### EXERCISE DETAILS:
Every line of the data must appear again in the answer, exactly as written.

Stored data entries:
◆ ◆ ◆

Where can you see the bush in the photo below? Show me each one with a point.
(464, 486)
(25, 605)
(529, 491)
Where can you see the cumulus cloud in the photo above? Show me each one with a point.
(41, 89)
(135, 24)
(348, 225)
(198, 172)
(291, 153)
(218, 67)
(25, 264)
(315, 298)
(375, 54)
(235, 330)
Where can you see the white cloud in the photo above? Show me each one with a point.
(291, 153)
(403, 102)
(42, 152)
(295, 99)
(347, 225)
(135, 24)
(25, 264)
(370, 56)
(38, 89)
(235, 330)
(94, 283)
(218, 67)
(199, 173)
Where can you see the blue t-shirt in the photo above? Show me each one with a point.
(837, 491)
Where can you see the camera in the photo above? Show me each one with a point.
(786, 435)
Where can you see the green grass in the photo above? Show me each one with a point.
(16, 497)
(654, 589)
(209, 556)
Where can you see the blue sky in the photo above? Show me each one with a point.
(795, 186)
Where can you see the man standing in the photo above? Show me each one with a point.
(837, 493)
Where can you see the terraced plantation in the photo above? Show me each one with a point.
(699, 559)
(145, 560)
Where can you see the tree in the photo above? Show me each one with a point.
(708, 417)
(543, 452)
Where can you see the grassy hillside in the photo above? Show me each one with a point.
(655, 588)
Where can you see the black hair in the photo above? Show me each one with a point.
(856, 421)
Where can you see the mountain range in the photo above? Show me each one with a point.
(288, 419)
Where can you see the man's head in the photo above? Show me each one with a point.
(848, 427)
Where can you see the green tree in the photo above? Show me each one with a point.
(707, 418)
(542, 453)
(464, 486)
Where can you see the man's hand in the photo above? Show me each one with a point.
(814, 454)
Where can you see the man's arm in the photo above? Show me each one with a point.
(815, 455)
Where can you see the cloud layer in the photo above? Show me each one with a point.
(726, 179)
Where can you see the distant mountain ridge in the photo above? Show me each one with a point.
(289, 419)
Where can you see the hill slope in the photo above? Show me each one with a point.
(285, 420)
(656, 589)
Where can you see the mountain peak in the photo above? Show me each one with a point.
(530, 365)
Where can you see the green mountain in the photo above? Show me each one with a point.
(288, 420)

◆ ◆ ◆

### RESPONSE TO THIS EXERCISE:
Where can you see the bush in the photo below? Show me each one with a point.
(464, 486)
(25, 605)
(529, 491)
Where can you see the cumulus cloud in the photo above? Show me each one with a point.
(41, 89)
(135, 24)
(348, 225)
(198, 172)
(291, 153)
(218, 67)
(25, 264)
(315, 298)
(375, 54)
(235, 330)
Where can you see the white cloud in the photo above? Show me each one with a point.
(291, 153)
(403, 102)
(42, 152)
(295, 99)
(347, 225)
(135, 24)
(25, 264)
(370, 56)
(38, 89)
(235, 330)
(94, 283)
(218, 67)
(199, 173)
Where can you see the blue t-shirt in the photo above? Show me each one with a point.
(837, 491)
Where can you see the camera in the photo above? Show me each one with a point.
(786, 435)
Where can you see the green grass in the photo above? Show me each one with a point.
(16, 497)
(654, 589)
(209, 556)
Where can you see the blue sky in the photo above? Show me each one with a point.
(795, 186)
Where can you see the man standing in the photo above? Show me each one with a point.
(837, 493)
Where can you see the terraced plantation in the photo above? Show me each one with a point.
(699, 559)
(145, 560)
Where can you see the tree in the photo above? Show me each one with a point.
(708, 417)
(543, 452)
Where can you see the grassy hillside in the photo above? Show me each one with a point.
(655, 588)
Where can you see the black hair in the photo above? Show me each one with a point.
(856, 421)
Where can you see the mountain range in the photo above? Show me each one with a point.
(288, 419)
Where can you see the man's head in the photo above? Show me each one with a point.
(848, 427)
Where can you see the green tree in the photo above? Show me each one with a point.
(707, 418)
(542, 453)
(464, 486)
Where can you see the man's hand in the photo above? Show me each one with a point.
(814, 454)
Where can you see the man's arm in the photo above? Show me each one with a point.
(815, 455)
Where can you see the cloud layer in the photo above? Show me each one with a point.
(726, 179)
Where can you see the distant mountain ridge in the photo above? Show me each one with a point.
(289, 419)
Where can you see the hill slope in the photo above? Show me each one with a point.
(285, 420)
(656, 589)
Where can you see the mountain peak in the photo above? Show me each one with a point.
(530, 365)
Where can you see the green mountain in the photo above? Show me each one with a point.
(288, 420)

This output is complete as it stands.